[Entries from a point annotation set]
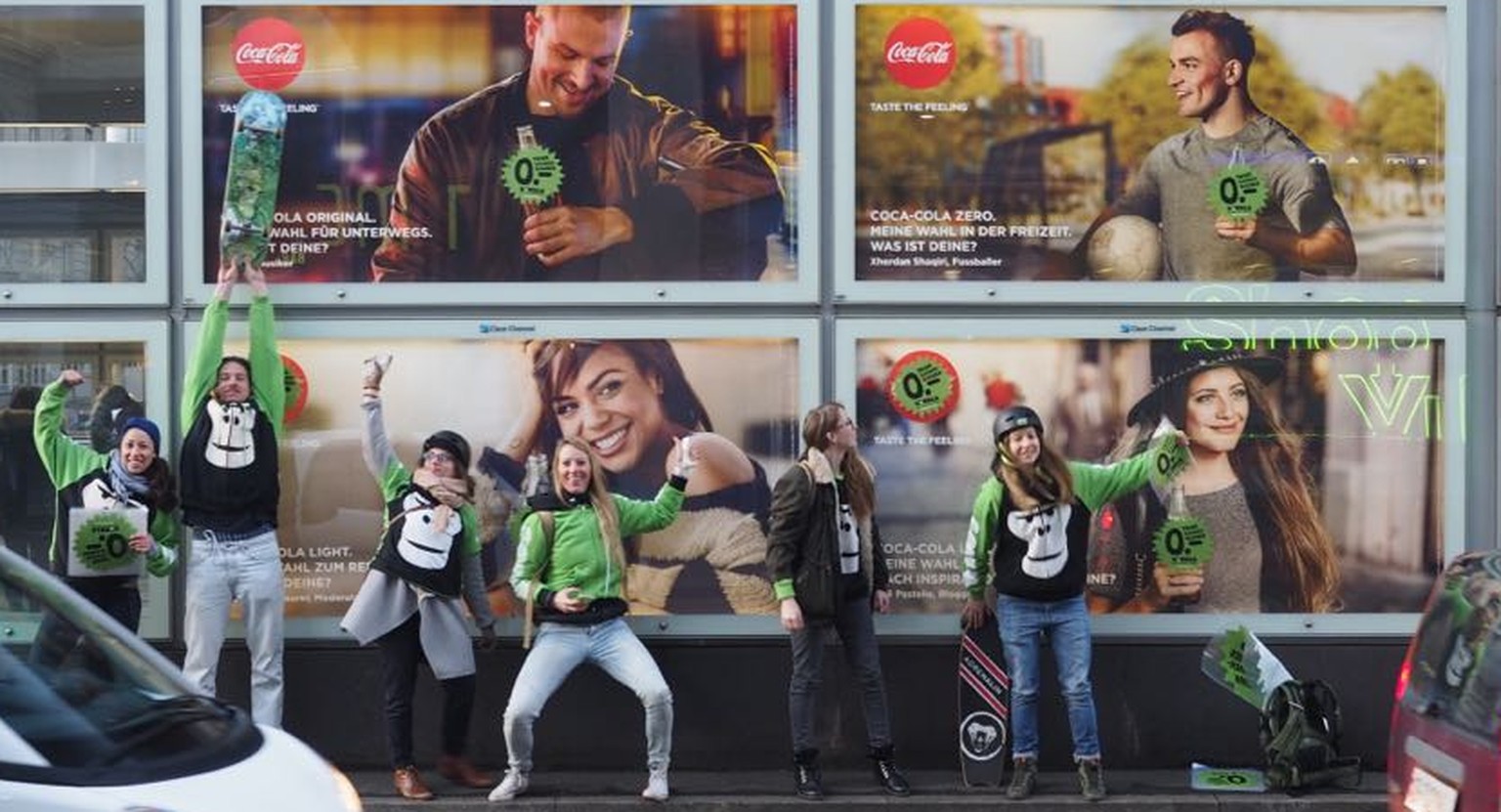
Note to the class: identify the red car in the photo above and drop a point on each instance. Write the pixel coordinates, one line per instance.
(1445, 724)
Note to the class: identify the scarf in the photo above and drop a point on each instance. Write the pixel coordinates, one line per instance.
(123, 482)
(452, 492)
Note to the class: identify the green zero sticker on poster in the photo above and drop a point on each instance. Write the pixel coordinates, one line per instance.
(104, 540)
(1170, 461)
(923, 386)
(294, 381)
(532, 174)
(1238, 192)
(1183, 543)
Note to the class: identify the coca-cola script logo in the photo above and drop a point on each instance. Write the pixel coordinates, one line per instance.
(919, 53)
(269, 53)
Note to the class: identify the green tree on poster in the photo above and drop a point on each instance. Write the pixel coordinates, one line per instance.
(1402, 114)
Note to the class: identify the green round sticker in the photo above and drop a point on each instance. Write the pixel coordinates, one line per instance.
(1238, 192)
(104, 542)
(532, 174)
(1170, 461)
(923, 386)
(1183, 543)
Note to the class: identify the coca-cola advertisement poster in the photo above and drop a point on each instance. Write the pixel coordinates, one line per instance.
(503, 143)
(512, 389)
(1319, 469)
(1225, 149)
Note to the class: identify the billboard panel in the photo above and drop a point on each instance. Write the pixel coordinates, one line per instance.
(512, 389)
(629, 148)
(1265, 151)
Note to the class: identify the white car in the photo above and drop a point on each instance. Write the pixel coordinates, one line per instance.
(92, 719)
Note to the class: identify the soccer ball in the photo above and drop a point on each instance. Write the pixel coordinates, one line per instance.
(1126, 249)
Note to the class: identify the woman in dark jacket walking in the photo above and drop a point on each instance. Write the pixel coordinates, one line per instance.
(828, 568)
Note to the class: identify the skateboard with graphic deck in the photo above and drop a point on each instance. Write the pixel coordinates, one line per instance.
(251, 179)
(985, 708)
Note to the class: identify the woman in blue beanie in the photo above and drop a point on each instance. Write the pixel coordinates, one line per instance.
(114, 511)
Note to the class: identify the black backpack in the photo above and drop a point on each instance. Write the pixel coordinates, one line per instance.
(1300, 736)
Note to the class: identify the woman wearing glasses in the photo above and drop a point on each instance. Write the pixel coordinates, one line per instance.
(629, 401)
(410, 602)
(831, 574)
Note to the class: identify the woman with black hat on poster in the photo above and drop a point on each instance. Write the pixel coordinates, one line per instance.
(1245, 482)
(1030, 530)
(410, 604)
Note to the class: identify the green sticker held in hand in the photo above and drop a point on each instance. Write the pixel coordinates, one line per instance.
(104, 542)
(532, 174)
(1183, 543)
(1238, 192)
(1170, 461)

INSTRUCTIONS TO FOLLOW ▸
Your task is to return, exactly and on their own, the lines from the one containing "Note to the class: identify the billboard" through the last line of the listing.

SOLVED EXERCISE ▸
Note to the class: identify the billboard panel in the photo above and drop a point on each instance. Write the pixel coordinates, one line per instance.
(512, 389)
(629, 148)
(1265, 151)
Note to the class: identify the white car in the photo above and drop a point on each instance. Write the pixel coordinates, one line per instance.
(92, 719)
Note to the class: identify the soccer ball in the photo above and drop a point on each instance. Write the pixel coordinates, one line per instance.
(1126, 249)
Note to the class: identify the woman in dark jacket walking in the photo above and drop a point on each instance. Write the pixel coordinates, one line per instance.
(828, 568)
Note to the class: identify the skateboard with graphic deck in the photo above and drop a point on each instance. Write the pixel coordinates, one line per instance.
(251, 179)
(985, 708)
Note to the class: identify the woman in blue beanie in the photo above and drop a point on each instance. Write the pixel coordinates, one line per instance.
(114, 511)
Note to the class: identify the black backpack in the photo above and drop a point on each instance. Write the pixel coordinates, one line per instance.
(1300, 736)
Note to the class: identify the woman wearing glasses in the photo above and drop a point on each instance. Write the pixel coordinates, one line per instance.
(629, 401)
(410, 602)
(831, 574)
Note to the class: identify the woman with black hat on poster in the photo above and drop a point on each instance. Write the pixel coordinates, one line per instance.
(1245, 482)
(1030, 530)
(410, 604)
Note to the class: identify the green sticker held in hand in the photo above and drop a point on each instance. Write the pixel coordinates, one line per instance.
(104, 542)
(532, 174)
(1183, 543)
(1238, 192)
(1170, 461)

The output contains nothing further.